* **Source text**
MELBOURNE: Australia Enters Legal Fight Against Indian-Origin Teen’s Climate Dare

MELBOURNE: Australia Enters Legal Fight Against Indian-Origin Teen’s Climate Dare

MELBOURNE: The Australian government on
Monday began its legal challenge to a Federal Court’s landmark decision that it
has a duty of care to protect children from future personal injury caused by
climate change, according to media reports.

In May,
Anjali Sharma, a 17-year-old high-school student of Indian origin from
Melbourne and seven other teenage environmentalists, led the legal battle
against the Australian government.

Ms Sharma
and the group had argued the continued emission of carbon dioxide into the
atmosphere would drive intense bushfires, floods, storms and cyclones and leave
them vulnerable to injury, sickness, economic loss and even death towards the
end of this century, news.com.au reported.

They
urged the court to prevent Environment Minister Sussan Ley from approving a
proposal to expand the Vickery coal mine in northern New South Wales.

In his
ruling, Justice Mordecai Bromberg approved the extension of the coal mine
project.

However,
he did find that the minister had “a duty to take reasonable care to avoid
causing personal injury” to children when she decided on the project
extension under the Environment Protection and Biodiversity Conservation (EPBC
Act), a report in news.com.au said.

The
ruling was heralded as a significant win for the teenagers and the group of
climate activists around the world.

Ley has
since given the nod for the mine’s expansion.

For Ms
Sharma, it was the concern for the environment, her family and future
generations, which fuelled her legal charge against the Australian government,
a Sydney Morning Herald report said. Born in India, Sharma and her family moved
to Australia when she was barely 10-months-old. Her relatives are farmers, who
hail from Lucknow.

* **Given records**
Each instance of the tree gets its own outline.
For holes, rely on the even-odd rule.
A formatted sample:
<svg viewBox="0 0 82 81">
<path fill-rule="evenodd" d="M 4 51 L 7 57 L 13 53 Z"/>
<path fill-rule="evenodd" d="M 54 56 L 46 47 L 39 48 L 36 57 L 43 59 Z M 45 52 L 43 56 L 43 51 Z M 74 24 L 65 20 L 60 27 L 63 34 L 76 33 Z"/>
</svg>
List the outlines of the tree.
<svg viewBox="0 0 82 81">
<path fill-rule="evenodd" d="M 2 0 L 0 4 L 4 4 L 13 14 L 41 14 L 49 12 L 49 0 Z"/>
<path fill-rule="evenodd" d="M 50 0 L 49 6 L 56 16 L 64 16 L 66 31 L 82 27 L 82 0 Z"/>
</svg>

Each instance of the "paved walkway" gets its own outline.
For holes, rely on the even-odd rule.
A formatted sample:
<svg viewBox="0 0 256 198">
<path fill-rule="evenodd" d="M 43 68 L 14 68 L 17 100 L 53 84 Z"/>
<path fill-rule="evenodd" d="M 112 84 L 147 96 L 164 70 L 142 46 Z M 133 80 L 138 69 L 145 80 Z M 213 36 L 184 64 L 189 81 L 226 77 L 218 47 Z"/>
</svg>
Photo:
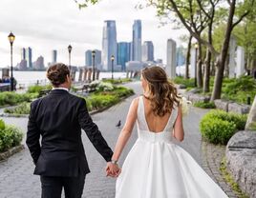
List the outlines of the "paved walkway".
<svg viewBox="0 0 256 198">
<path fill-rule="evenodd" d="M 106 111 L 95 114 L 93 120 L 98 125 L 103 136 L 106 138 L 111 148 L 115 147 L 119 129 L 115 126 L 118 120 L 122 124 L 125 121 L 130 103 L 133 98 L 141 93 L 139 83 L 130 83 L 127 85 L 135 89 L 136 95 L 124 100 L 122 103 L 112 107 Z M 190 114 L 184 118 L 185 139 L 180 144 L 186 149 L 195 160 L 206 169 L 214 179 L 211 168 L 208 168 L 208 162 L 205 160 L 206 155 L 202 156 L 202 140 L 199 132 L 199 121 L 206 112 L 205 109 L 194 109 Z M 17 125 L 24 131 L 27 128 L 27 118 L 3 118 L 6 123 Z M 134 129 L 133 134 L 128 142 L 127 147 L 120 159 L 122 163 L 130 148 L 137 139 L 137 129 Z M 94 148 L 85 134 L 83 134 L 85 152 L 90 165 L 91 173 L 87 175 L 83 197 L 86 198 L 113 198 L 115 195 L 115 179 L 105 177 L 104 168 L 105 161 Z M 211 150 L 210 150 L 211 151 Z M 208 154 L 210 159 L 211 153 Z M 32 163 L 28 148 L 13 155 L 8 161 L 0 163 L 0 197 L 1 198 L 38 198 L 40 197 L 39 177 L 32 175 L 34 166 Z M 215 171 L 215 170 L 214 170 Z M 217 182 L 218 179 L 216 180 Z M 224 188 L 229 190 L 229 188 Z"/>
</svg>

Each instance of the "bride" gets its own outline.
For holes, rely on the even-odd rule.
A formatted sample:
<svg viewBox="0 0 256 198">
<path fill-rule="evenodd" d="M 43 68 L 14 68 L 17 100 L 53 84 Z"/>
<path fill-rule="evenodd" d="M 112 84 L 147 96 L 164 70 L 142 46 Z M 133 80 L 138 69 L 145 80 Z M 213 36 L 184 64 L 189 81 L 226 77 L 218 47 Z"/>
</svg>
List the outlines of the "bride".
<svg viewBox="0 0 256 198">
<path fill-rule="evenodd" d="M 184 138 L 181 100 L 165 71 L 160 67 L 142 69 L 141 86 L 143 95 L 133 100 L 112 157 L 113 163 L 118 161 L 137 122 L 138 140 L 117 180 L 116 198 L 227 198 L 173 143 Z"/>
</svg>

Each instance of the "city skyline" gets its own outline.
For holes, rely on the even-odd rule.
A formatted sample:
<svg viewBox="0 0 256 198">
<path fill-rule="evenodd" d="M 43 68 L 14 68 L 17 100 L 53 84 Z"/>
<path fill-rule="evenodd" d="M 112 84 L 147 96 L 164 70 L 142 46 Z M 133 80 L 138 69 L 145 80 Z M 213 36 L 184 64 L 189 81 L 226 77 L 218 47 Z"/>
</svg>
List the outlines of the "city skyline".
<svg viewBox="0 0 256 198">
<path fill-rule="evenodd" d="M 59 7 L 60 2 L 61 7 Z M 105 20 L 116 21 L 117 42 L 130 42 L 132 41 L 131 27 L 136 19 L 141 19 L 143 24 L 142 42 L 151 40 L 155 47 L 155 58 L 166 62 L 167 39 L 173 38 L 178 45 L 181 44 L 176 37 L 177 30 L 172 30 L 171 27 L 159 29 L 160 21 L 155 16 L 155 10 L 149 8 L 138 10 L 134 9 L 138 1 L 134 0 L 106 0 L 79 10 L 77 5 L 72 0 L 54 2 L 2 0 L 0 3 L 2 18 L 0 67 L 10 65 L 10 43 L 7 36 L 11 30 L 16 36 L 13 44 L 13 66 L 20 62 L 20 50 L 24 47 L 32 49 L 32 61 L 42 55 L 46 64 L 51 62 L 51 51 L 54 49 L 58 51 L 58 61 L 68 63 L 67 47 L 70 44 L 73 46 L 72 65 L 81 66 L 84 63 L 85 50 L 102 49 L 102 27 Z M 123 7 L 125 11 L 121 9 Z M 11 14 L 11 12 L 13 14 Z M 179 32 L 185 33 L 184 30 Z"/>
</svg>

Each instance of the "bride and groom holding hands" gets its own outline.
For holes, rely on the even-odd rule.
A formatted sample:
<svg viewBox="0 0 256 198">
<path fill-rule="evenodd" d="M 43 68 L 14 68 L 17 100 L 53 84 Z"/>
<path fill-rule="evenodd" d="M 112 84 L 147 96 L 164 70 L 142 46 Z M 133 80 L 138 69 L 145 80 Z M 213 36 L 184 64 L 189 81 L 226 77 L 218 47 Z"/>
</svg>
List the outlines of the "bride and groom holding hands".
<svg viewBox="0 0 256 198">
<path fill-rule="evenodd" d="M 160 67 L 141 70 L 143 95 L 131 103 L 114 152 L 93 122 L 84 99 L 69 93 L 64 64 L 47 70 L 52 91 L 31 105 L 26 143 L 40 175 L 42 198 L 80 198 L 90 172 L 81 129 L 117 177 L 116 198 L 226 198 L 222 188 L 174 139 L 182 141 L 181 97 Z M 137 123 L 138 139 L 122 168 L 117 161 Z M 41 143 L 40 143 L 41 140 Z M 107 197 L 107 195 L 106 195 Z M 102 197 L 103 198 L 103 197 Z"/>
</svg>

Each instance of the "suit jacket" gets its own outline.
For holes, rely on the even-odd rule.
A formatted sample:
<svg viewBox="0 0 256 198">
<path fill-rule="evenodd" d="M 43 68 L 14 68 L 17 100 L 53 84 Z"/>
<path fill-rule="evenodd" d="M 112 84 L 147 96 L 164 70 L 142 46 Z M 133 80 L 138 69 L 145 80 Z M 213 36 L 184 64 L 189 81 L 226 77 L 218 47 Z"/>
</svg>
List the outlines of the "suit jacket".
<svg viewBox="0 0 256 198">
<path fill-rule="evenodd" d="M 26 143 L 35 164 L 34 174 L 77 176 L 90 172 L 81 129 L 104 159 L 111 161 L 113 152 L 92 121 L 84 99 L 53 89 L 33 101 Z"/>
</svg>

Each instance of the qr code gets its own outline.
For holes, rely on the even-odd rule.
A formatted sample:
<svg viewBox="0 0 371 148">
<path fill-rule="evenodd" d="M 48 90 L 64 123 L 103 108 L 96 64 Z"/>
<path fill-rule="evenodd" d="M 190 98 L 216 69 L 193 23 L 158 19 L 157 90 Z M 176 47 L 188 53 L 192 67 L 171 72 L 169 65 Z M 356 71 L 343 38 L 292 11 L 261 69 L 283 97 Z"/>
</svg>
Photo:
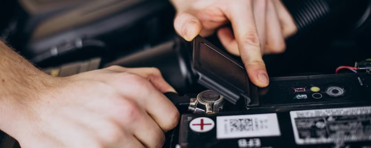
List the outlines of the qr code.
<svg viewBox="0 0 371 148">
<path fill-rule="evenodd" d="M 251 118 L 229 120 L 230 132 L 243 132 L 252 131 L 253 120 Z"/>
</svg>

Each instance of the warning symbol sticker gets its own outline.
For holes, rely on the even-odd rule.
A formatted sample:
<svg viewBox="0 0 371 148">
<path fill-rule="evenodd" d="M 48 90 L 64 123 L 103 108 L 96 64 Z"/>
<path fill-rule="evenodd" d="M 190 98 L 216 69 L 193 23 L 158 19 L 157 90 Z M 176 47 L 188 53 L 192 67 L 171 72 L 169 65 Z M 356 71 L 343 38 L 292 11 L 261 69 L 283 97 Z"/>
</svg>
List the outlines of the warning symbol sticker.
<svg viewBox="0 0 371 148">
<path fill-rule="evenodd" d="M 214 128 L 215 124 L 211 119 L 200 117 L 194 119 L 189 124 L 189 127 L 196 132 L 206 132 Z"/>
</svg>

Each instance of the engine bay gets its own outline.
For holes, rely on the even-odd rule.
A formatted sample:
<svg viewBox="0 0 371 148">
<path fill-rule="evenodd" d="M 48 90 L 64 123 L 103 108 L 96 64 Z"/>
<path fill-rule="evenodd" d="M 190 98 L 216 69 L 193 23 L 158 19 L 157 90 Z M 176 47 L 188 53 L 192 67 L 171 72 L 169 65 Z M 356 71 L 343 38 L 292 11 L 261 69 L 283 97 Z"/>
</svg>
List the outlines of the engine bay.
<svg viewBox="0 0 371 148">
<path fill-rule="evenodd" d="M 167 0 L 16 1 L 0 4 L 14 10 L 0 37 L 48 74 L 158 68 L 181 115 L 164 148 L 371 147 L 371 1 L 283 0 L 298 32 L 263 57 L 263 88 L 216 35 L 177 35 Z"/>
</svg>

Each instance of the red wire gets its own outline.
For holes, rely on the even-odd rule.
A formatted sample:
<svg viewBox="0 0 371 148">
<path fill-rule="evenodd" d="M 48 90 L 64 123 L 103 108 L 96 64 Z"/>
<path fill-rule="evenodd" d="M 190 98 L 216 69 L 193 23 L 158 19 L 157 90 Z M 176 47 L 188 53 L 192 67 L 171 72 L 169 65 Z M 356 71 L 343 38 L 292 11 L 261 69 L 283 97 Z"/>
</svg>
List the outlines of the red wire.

* **Task list**
**A.** Repeat the climate case article from "MELBOURNE: The Australian" up to and including "the Australian government.", swapping "Monday" for "Tuesday".
**B.** Answer these questions from the climate case article:
(i) How old was Anjali Sharma?
(ii) Which coal mine's expansion did the teenagers ask the court to stop?
(iii) Where do Sharma's relatives come from?

* **Per-task answers**
**A.**
MELBOURNE: The Australian government on
Tuesday began its legal challenge to a Federal Court’s landmark decision that it
has a duty of care to protect children from future personal injury caused by
climate change, according to media reports.

In May,
Anjali Sharma, a 17-year-old high-school student of Indian origin from
Melbourne and seven other teenage environmentalists, led the legal battle
against the Australian government.

**B.**
(i) 17 years old
(ii) The Vickery coal mine in northern New South Wales
(iii) Lucknow